STATED PROBLEM A:
Rewrite the listing starting with the line containing "Expected behaviour: for every instance of the logo" and continuing through the end of the listing, replacing "photograph" with "image" and leaving everything else unchanged.

TEXT SECTION:
· · · · ·

GRANDVILLAGESKI.

I’m reading Russia, by Donald Mackenzie Wallace, an indispensable text for any English-speaker who wishes to understand the country in tsarist times (there were three editions, in 1877, 1905, and 1912; I’m reading an abridgment of the last, but the 1905 is online here and here); I wish to present here an amusing anecdote from near the start of Chapter IV:

According to this custom, when a boy enters the seminary he receives from the Bishop a new family name. The name may be Bogoslafski, from a word signifying “Theology,” or Bogolubof, “the love of God,” or some similar term; or it may be derived from the name of the boy’s native village, or from any other word which the Bishop thinks fit to choose. I know of one instance where a Bishop chose two French words for the purpose. He had intended to call the boy Velikoselski, after his native place, Velikoe Seló, which means “big village”; but finding that there was already a Velikoselski in the seminary, and being in a facetious frame of mind, he called the new comer Grandvillageski—a word that may perhaps sorely puzzle some philologist of the future.

Aside from the story, I had not realized priests were given new family names, and I thought it was interesting enough to pass along.

Comments

  1. This is completely unrelated, but…
    I’ve always wondered about the spelling and pronunciation of “Nietzsche”. Not just the final “e” being constantly pronounced as [i] (it should be a schwa, right?), but…there seem to be too many consonants.
    If it’s supposed to be pronounced “Neets-shuh”, then isn’t the “t” unnecessary, since the “z” already sounds like “ts”? And if it’s just “Neet-shuh”, then isn’t the “z” completely useless?

· · · · ·

EXTRACTED DATA:
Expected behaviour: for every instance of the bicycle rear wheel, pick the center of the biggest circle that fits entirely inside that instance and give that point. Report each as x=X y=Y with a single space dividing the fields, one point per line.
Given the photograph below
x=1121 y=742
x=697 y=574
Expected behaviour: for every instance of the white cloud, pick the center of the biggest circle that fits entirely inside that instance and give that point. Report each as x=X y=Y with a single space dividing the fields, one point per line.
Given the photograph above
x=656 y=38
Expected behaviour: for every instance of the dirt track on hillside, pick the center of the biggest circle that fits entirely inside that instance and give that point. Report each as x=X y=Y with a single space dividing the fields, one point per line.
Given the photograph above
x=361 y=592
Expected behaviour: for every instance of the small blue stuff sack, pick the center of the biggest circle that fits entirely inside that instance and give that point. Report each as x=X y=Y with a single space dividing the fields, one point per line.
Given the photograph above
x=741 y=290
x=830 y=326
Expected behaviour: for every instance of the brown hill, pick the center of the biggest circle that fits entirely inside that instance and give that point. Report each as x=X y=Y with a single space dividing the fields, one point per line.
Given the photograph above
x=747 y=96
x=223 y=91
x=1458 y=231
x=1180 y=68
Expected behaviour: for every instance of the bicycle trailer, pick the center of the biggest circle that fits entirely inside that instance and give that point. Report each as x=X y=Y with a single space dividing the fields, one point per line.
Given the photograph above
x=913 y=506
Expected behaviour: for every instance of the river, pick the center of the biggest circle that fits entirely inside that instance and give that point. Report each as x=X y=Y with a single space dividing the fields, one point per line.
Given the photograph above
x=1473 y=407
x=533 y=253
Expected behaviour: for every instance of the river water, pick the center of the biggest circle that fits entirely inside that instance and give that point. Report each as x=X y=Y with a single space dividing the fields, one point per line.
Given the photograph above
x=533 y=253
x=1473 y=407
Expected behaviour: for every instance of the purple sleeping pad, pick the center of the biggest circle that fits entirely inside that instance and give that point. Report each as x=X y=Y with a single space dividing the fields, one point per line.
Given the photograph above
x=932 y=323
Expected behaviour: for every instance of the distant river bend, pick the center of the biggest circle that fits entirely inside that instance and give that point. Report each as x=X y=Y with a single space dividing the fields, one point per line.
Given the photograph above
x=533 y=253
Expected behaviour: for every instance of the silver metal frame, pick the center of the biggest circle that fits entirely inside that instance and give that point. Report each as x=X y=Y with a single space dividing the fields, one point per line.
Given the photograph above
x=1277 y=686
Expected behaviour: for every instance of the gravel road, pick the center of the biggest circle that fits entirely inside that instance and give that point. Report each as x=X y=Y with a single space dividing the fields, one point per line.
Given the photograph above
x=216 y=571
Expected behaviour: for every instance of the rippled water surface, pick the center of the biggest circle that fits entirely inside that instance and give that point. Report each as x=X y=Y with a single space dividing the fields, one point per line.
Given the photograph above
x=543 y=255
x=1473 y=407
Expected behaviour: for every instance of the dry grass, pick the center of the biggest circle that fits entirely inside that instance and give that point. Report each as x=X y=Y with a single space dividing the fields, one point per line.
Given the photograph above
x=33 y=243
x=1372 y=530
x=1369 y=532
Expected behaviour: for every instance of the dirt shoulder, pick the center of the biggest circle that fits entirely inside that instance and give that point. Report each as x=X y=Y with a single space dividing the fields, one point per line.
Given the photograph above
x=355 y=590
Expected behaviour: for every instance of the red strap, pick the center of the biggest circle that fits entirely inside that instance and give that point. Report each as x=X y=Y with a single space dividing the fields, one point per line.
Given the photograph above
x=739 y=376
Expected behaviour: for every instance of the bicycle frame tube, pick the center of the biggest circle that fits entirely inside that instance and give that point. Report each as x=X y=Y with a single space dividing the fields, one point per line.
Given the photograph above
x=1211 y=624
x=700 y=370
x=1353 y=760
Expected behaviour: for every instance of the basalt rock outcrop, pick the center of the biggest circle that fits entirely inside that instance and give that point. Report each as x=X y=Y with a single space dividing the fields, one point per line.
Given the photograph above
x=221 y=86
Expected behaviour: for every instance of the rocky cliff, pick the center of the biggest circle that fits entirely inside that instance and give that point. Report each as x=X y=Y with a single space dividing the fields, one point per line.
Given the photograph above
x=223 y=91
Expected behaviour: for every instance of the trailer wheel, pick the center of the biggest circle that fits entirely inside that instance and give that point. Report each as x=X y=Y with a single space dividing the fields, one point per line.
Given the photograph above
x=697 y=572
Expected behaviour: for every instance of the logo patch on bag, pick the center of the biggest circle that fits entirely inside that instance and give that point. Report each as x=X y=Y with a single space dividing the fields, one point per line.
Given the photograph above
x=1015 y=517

· · · · ·

STATED PROBLEM B:
Continue the post about Grandvillageski from the point at which it stops.

WRITTEN REPLY A:
Expected behaviour: for every instance of the logo patch on bag, pick the center of the biggest circle that fits entirely inside that instance and give that point. Report each as x=X y=Y with a single space dividing the fields, one point per line.
Given the image above
x=1015 y=517

WRITTEN REPLY B:
    How do you pronounce “Nietzsche”, anyway? I assume it’s not the way people in America pronounce it. (“Nee-chee”)
    Where did the name come from?

  2. I had thought it was Slavic in origin, but according to this forum posting it’s a regional German name:
    The surname “Nietzsche” is an East-Middle German (Thuringia, [Upper] Saxony, Silesia) derivation of the first name “Nikolaus”. The letter order “tz-sch” doesn’t appear in High German, but is characteristic for some person and place names here.
    As for pronunciation, I say “NEET-shuh,” but I’d love to hear from a German speaker; spelling, even in German, is not necessarily logical and minimalist.

  3. The author of my Russian Etymological Dictionary (1910-1914) has the arresting name Preobrazhensky = Transfiguration, and I once saw a tv interview with one Tsvetok, a distant relative of El Poldo de la Flora, no doubt.

  4. I heard it pronounced as Nee-shay in that movie, “Anywhere but Here”. How’s that?

  5. It’s pronounced “knee-cha.” That’s from a Philosophy professor with a doctorate. I’ve seen it pronounced various ways myself in movies as well. I think the most popular mispronunciation though is “Knee-chee”.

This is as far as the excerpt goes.